**Things to do:**
(a) Answer these questions about the router table thread, one per line:
(i) What material was used for the table top?
(ii) What was the fence made from?
(iii) What feature of the vacuum means the poster does not have to reach under to switch the router on and off?
(b) Write out the stretch of the router table thread from "Built my first" through "on and off.", renaming "fence" to "guide" wherever it occurs.

**Selected extract:**
# My first router table



## Rorschach (3 Nov 2017)

Built my first little router table, just something basic to make using my new Katsu router a bit safer and more convenient with dust extraction. Made entirely from scraps I just wanted something small and easy to store that could be setup in a workmate. MFC for the table top and some framing lumber for the fence which I trued up with a jack plane so it is straight and square to the table. Could do with putting some melamine or something on the face so it slides a bit easier, I may re-visit the fence in the future. Happy with the table top though. And happy with the single pivot principle of the fence.
Works a treat, nice and stable and feels very safe. Dust extraction is superb, nothing seemed to escape once the cutter was in the workpiece, the auto socket on my parkside vac makes it super simple to use and I don't have to reach under to switch the router on and off.


----------



## Eric The Viking (3 Nov 2017)

Neat, elegant and very useful.

My guess is you'll be really pleased with that over time. 

E.

**Provided data:**
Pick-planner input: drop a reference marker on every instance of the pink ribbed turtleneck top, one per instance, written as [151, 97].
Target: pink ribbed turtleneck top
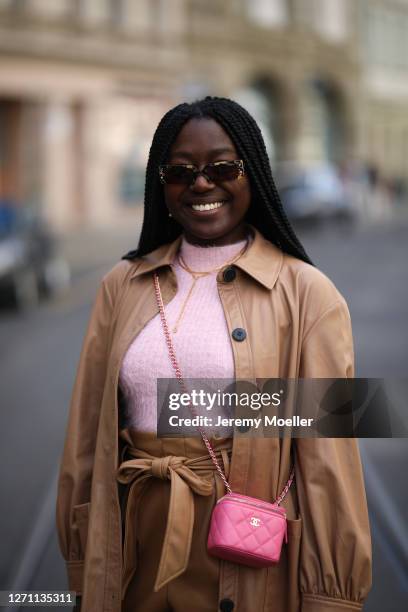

**Answers:**
(a)
(i) MFC
(ii) Framing lumber
(iii) The auto socket on the poster's Parkside vac

(b)
Built my first little router table, just something basic to make using my new Katsu router a bit safer and more convenient with dust extraction. Made entirely from scraps I just wanted something small and easy to store that could be setup in a workmate. MFC for the table top and some framing lumber for the guide which I trued up with a jack plane so it is straight and square to the table. Could do with putting some melamine or something on the face so it slides a bit easier, I may re-visit the guide in the future. Happy with the table top though. And happy with the single pivot principle of the guide.
Works a treat, nice and stable and feels very safe. Dust extraction is superb, nothing seemed to escape once the cutter was in the workpiece, the auto socket on my parkside vac makes it super simple to use and I don't have to reach under to switch the router on and off.